**Problem requirements**:
Arrange every line of the entries below as a numbered list, leaving out any blank lines.
#### Available records ####
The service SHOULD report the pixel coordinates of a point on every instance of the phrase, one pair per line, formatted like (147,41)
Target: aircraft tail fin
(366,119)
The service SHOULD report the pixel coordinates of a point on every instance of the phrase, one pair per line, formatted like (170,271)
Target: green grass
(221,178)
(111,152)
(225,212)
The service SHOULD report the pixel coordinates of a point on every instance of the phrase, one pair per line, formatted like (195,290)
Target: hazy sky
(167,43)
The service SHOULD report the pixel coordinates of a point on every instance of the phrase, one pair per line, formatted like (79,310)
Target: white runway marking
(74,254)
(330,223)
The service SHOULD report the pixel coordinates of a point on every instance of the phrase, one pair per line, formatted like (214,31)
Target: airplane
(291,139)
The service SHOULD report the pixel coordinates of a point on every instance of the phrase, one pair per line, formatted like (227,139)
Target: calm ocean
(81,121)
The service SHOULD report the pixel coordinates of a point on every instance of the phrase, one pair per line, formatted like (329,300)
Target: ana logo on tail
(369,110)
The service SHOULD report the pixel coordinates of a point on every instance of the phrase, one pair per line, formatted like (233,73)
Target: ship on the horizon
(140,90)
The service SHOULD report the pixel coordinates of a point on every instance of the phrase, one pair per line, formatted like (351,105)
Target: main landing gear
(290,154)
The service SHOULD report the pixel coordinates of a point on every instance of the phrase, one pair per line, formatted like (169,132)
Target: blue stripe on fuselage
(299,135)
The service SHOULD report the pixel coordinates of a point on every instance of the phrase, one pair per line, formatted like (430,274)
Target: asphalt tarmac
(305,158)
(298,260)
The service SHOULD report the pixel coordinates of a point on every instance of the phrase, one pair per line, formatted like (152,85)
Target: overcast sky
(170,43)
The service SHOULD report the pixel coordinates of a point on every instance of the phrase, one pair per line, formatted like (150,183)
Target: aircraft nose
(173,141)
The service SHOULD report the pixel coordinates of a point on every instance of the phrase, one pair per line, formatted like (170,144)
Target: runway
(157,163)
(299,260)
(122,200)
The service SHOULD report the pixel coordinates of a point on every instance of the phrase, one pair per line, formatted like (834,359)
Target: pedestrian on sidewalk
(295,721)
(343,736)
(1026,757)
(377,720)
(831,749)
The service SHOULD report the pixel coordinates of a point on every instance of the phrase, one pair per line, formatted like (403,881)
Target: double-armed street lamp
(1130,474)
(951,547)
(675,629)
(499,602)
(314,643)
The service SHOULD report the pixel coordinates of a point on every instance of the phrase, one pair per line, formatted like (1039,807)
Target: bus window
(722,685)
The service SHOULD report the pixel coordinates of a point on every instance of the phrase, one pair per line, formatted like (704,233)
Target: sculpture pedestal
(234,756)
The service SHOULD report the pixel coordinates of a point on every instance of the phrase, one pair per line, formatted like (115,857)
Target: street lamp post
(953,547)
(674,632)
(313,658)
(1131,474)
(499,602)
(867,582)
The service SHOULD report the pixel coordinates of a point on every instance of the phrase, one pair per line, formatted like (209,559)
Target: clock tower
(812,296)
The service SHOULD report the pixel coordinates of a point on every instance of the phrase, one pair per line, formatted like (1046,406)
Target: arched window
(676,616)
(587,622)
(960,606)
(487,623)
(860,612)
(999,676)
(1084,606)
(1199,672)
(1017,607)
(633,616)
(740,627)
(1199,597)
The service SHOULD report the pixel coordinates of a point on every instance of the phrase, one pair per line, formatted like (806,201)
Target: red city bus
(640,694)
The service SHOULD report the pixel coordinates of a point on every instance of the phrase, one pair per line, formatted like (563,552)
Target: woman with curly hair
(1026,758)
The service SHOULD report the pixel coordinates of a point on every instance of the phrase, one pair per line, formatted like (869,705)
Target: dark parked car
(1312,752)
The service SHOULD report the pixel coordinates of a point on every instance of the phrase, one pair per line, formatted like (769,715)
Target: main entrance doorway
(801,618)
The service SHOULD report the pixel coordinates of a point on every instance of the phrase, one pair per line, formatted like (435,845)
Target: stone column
####
**Reply to the task**:
1. The service SHOULD report the pixel coordinates of a point on every instance of the phrase, one pair per line, formatted like (147,41)
2. Target: aircraft tail fin
3. (366,119)
4. The service SHOULD report the pixel coordinates of a point on every instance of the phrase, one pair per line, formatted like (170,271)
5. Target: green grass
6. (221,178)
7. (111,152)
8. (225,212)
9. The service SHOULD report the pixel coordinates of a point on every instance of the phrase, one pair per line, formatted like (195,290)
10. Target: hazy sky
11. (167,43)
12. The service SHOULD report the pixel coordinates of a point on every instance of the phrase, one pair per line, formatted like (79,310)
13. Target: white runway marking
14. (74,254)
15. (330,223)
16. The service SHOULD report the pixel coordinates of a point on every instance of the phrase, one pair per line, formatted like (214,31)
17. Target: airplane
18. (291,139)
19. The service SHOULD report the pixel coordinates of a point on every instance of the phrase, one pair per line, formatted like (227,139)
20. Target: calm ocean
21. (81,121)
22. The service SHOULD report the pixel coordinates of a point on every instance of the phrase, one pair per line, formatted like (329,300)
23. Target: ana logo on tail
24. (369,110)
25. The service SHOULD report the pixel coordinates of a point on every instance of the phrase, one pair per line, formatted like (233,73)
26. Target: ship on the horizon
27. (140,90)
28. The service SHOULD report the pixel coordinates of a point on every instance of the phrase, one pair per line, formatted like (351,105)
29. Target: main landing gear
30. (290,154)
31. The service SHOULD report the pixel coordinates of a point on every instance of the phrase, one pair per line, formatted like (169,132)
32. Target: blue stripe on fuselage
33. (299,135)
34. The service SHOULD report the pixel coordinates of a point on every instance of the phrase, one pair per line, formatted like (430,274)
35. Target: asphalt tarmac
36. (305,158)
37. (298,260)
38. The service SHOULD report the pixel coordinates of a point on every instance of the phrase, one pair per line, formatted like (152,85)
39. Target: overcast sky
40. (170,43)
41. The service SHOULD report the pixel coordinates of a point on every instance of the phrase, one pair per line, formatted like (150,183)
42. Target: aircraft nose
43. (173,141)
44. The service SHOULD report the pixel coordinates of a point on every instance of the phrase, one pair per line, formatted like (170,144)
45. Target: runway
46. (157,163)
47. (299,260)
48. (122,200)
49. The service SHOULD report the pixel coordinates of a point on every instance of the phrase, one pair per line, formatted like (834,359)
50. Target: pedestrian on sidewalk
51. (295,721)
52. (343,736)
53. (1026,757)
54. (377,720)
55. (831,749)
56. The service SHOULD report the pixel coordinates of a point on every instance of the phrase, one pair per line, formatted like (403,881)
57. Target: double-armed street lamp
58. (1130,474)
59. (951,547)
60. (675,629)
61. (499,602)
62. (314,643)
63. The service SHOULD report the pixel coordinates of a point on every instance of the phrase, one pair per line, formatted like (1039,807)
64. Target: bus window
65. (722,685)
66. The service SHOULD report the pixel coordinates of a point on every instance of the phrase, one pair per line, formatted like (704,233)
67. Target: sculpture pedestal
68. (234,756)
69. The service SHOULD report the pixel coordinates of a point on every instance of the phrase, one pair per line, formatted like (115,857)
70. Target: street lamp post
71. (953,547)
72. (674,632)
73. (313,658)
74. (1131,474)
75. (499,602)
76. (867,582)
77. The service SHOULD report the pixel coordinates of a point on every instance of the phrase, one pair per line, formatted like (209,559)
78. Target: clock tower
79. (812,296)
80. The service SHOULD report the pixel coordinates of a point on every instance of the phrase, one pair per line, formatted like (1046,406)
81. Target: arched window
82. (676,616)
83. (587,622)
84. (960,606)
85. (487,623)
86. (860,612)
87. (999,676)
88. (1084,606)
89. (1199,672)
90. (1017,607)
91. (633,616)
92. (740,627)
93. (1199,597)
94. The service SHOULD report the pixel coordinates of a point on every instance of the phrase, one pair per line, formatted like (806,201)
95. Target: red city bus
96. (640,694)
97. The service SHOULD report the pixel coordinates of a point on every instance of the phrase, one pair per line, formatted like (563,552)
98. Target: woman with curly hair
99. (1026,758)
100. The service SHOULD report the pixel coordinates of a point on every instance of the phrase, one pair per line, formatted like (869,705)
101. Target: dark parked car
102. (1312,752)
103. The service SHOULD report the pixel coordinates of a point on every instance of the phrase, one pair per line, formatted like (769,715)
104. Target: main entrance doorway
105. (801,618)
106. The service SHOULD report the pixel coordinates of a point on every instance of the phrase, one pair per line, formatted like (435,845)
107. Target: stone column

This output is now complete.